Task: Return every line of the material below unchanged and in the same order.

---*---

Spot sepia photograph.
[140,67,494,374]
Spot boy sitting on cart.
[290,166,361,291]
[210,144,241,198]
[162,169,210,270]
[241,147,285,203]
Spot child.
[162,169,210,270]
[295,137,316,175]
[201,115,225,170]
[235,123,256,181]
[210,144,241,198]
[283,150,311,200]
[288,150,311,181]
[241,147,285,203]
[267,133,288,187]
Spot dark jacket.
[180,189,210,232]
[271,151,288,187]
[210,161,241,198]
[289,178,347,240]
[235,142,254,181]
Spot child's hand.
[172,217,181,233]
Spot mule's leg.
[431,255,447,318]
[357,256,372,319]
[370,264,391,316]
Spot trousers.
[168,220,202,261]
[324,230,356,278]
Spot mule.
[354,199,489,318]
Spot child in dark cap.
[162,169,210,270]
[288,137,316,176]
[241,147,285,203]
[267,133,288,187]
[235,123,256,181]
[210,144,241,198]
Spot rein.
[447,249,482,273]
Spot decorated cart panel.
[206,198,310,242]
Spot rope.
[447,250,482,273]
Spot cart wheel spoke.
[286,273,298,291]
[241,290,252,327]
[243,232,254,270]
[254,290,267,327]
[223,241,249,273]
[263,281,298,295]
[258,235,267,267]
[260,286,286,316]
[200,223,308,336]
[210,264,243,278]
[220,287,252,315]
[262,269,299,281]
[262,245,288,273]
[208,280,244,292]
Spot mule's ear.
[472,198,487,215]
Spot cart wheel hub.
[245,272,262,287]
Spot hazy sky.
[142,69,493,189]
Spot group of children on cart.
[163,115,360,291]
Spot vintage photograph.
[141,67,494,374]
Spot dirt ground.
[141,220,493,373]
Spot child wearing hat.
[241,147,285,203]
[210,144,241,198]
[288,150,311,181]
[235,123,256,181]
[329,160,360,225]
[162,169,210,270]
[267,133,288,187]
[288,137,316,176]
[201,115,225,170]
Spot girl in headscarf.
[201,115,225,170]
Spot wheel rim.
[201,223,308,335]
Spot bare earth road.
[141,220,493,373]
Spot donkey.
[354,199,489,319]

---*---

Solution for this problem:
Spot sepia photograph.
[140,67,494,374]
Spot boy sitting on cart.
[290,166,361,291]
[210,144,241,198]
[162,169,210,270]
[241,147,285,203]
Spot child.
[162,169,210,270]
[295,137,316,175]
[201,115,225,170]
[235,123,256,181]
[210,144,241,198]
[283,150,311,200]
[288,150,311,181]
[241,147,285,203]
[267,133,288,187]
Spot dark jacket.
[180,189,210,232]
[271,151,288,187]
[210,161,241,198]
[289,178,347,240]
[235,142,254,181]
Spot child's hand.
[172,217,181,233]
Spot mule's leg.
[431,255,447,318]
[357,256,372,319]
[370,264,391,316]
Spot trousers.
[168,220,202,261]
[324,230,356,278]
Spot mule.
[354,199,489,318]
Spot child in dark cap.
[162,169,210,270]
[288,137,316,176]
[241,147,285,203]
[267,133,288,187]
[235,123,256,181]
[210,144,241,198]
Spot rein.
[447,249,482,273]
Spot decorated cart panel.
[206,198,310,242]
Spot rope.
[447,250,482,273]
Spot cart wheel spoke.
[286,273,298,291]
[241,290,252,327]
[243,232,254,270]
[254,290,267,327]
[223,241,249,273]
[263,281,298,295]
[258,235,267,267]
[260,286,286,316]
[200,223,308,336]
[210,264,243,278]
[220,287,252,315]
[262,269,299,281]
[262,245,288,273]
[208,280,244,292]
Spot mule's ear.
[472,198,487,215]
Spot cart wheel hub.
[245,272,262,287]
Spot hazy sky.
[142,69,493,189]
Spot group of children on cart.
[163,115,360,291]
Spot vintage photograph.
[141,67,494,374]
Spot dirt ground.
[141,220,493,373]
Spot child wearing hat.
[241,147,285,203]
[210,144,241,198]
[288,150,311,181]
[235,123,256,181]
[329,160,360,225]
[162,169,210,270]
[267,133,288,187]
[288,137,316,176]
[201,115,225,170]
Spot girl in headscarf.
[201,115,225,170]
Spot wheel rim.
[201,223,308,335]
Spot bare earth road.
[141,220,493,373]
Spot donkey.
[354,199,489,319]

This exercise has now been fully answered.